[[ Data shown open ]]
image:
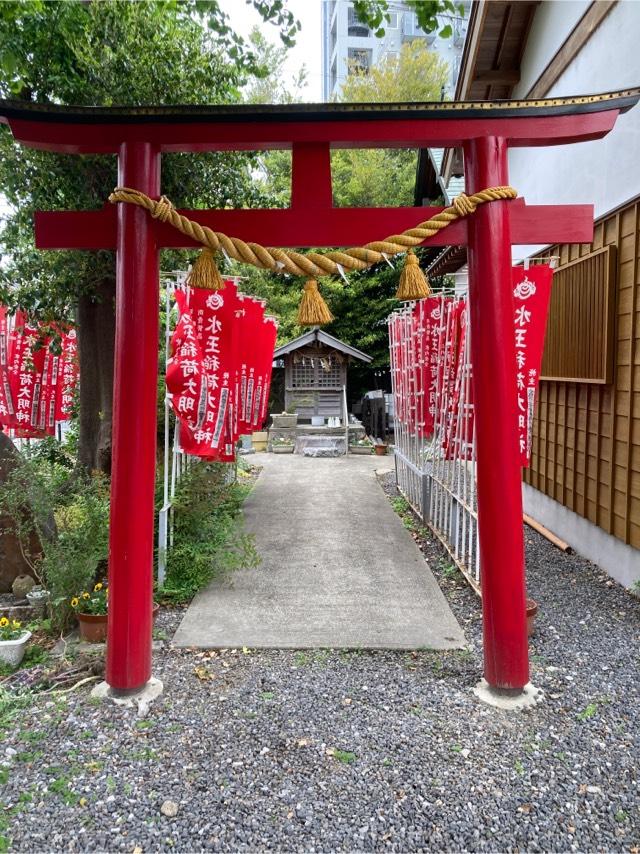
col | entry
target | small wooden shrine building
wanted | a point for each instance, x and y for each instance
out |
(315, 373)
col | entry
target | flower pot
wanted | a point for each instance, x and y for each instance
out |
(532, 610)
(259, 440)
(93, 627)
(12, 652)
(38, 598)
(284, 421)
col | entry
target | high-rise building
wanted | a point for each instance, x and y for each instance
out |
(348, 46)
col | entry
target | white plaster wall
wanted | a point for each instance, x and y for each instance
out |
(605, 172)
(552, 23)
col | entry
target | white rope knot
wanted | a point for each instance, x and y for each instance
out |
(162, 209)
(463, 205)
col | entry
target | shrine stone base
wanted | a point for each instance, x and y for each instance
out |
(529, 696)
(140, 699)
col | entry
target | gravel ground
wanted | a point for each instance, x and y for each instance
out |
(329, 750)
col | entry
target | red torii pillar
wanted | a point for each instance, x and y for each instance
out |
(139, 135)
[[ Data shown closed ]]
_Your instructions_:
Drop the pictures and reproduce the rest of the data above exactly.

_Response for this exercise_:
image:
col | entry
target | small wooden shrine building
wanted | a point for each instance, x and y for each instance
out |
(315, 373)
col | entry
target | flower pot
wanted | a point for each instance, x and y for each instance
out |
(532, 610)
(259, 440)
(93, 627)
(12, 652)
(38, 598)
(284, 421)
col | entry
target | high-rise building
wanted | a point for each instance, x and y for each instance
out |
(348, 46)
col | entry
target | white plaster wall
wanted | a point for each instance, x and y for each instance
out |
(605, 172)
(552, 23)
col | entry
target | white rope knot
wanted | a point for each instance, x and y for each instance
out |
(162, 209)
(463, 205)
col | entry
target | shrine stone base
wanted | a point for each instance, x and y for each instance
out |
(529, 696)
(140, 699)
col | entry
target | gravel ground
wanted | a point for each instance, x and y for each instance
out |
(329, 750)
col | entry
target | red torii pillar
wanted | a point for each instance, x and y for each instance
out |
(139, 135)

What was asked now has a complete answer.